Stated problem:
Give the records back in full, exactly as they read.

--- BEGIN Material for this task ---

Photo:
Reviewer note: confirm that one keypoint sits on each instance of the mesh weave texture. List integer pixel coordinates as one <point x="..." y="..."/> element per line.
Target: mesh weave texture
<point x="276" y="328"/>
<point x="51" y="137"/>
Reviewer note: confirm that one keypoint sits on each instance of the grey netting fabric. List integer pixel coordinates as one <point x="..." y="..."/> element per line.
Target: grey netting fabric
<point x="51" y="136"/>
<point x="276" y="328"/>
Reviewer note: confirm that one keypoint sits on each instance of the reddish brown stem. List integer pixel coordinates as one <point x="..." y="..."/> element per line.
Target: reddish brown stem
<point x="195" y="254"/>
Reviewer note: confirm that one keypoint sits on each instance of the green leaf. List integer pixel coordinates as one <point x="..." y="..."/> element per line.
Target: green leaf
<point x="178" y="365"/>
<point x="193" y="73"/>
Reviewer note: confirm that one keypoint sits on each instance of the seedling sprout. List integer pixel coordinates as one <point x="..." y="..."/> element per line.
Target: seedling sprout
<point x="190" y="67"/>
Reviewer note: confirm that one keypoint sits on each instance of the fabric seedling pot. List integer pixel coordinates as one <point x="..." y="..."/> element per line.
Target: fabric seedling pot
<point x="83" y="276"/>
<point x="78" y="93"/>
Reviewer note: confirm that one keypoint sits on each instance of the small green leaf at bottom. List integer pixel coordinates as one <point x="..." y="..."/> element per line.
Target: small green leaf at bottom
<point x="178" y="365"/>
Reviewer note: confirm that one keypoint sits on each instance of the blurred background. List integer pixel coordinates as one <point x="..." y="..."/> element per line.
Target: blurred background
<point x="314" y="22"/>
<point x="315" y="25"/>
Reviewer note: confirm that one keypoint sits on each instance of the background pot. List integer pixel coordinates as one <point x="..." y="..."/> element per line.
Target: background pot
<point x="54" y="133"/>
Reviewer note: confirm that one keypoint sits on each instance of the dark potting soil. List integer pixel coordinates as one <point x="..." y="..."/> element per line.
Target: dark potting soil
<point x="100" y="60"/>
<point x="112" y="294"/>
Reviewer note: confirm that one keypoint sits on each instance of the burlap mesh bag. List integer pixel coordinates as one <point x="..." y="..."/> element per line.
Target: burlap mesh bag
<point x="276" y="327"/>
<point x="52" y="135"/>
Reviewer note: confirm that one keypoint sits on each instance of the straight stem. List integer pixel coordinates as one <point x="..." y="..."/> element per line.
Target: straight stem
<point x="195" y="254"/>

--- END Material for this task ---

Problem solution:
Photo:
Reviewer note: confirm that one keypoint sits on each instance of the mesh weave texture. List integer pixel coordinates as one <point x="..." y="..."/> element per line.
Target: mesh weave texture
<point x="276" y="328"/>
<point x="51" y="137"/>
Reviewer note: confirm that one keypoint sits on each instance of the grey netting fabric. List integer pixel coordinates as one <point x="..." y="..."/> element per line.
Target: grey netting fabric
<point x="51" y="136"/>
<point x="276" y="328"/>
Reviewer note: confirm that one keypoint sits on each instance of the reddish brown stem. List integer pixel coordinates as one <point x="..." y="..."/> element per line.
Target: reddish brown stem
<point x="195" y="254"/>
Reviewer note: confirm that one keypoint sits on each instance of the green leaf. List integer pixel coordinates as one <point x="..." y="..."/> element per line.
Target: green leaf
<point x="178" y="365"/>
<point x="193" y="73"/>
Reviewer note: confirm that one keypoint sits on each instance of the seedling sprout. List integer pixel coordinates as one <point x="..." y="..."/> element per line.
Target: seedling sprout
<point x="190" y="67"/>
Reviewer note: confirm that one keypoint sits on each instance of the fabric seedling pot. List integer pixel coordinates as one <point x="..." y="..."/> element per line.
Target: fabric seedling pot
<point x="83" y="276"/>
<point x="78" y="93"/>
Reviewer note: confirm that one keypoint sits on each instance of the small green leaf at bottom. List integer pixel coordinates as one <point x="..." y="..."/> element per line.
Target: small green leaf at bottom
<point x="178" y="365"/>
Reviewer note: confirm that one keypoint sits on each instance of the blurred background. List integer pixel coordinates as one <point x="..." y="..."/> element per line.
Target: blurred background
<point x="314" y="22"/>
<point x="315" y="25"/>
Reviewer note: confirm that one keypoint sits on each instance of the background pot. List integer pixel coordinates as one <point x="..." y="..."/> element per line.
Target: background pot
<point x="54" y="133"/>
Reviewer note: confirm that one keypoint sits on each instance of the dark potting soil. List integer pixel coordinates as one <point x="..." y="..."/> element per line.
Target: dark potting soil
<point x="100" y="60"/>
<point x="112" y="294"/>
Reviewer note: confirm that one keypoint sits on each instance of the burlap mesh bag. List integer pixel coordinates as one <point x="..." y="..."/> element per line.
Target: burlap mesh bag
<point x="276" y="327"/>
<point x="52" y="135"/>
Reviewer note: confirm that one keypoint sits on each instance of the straight stem. List integer pixel coordinates as one <point x="..." y="..."/> element per line.
Target: straight stem
<point x="195" y="254"/>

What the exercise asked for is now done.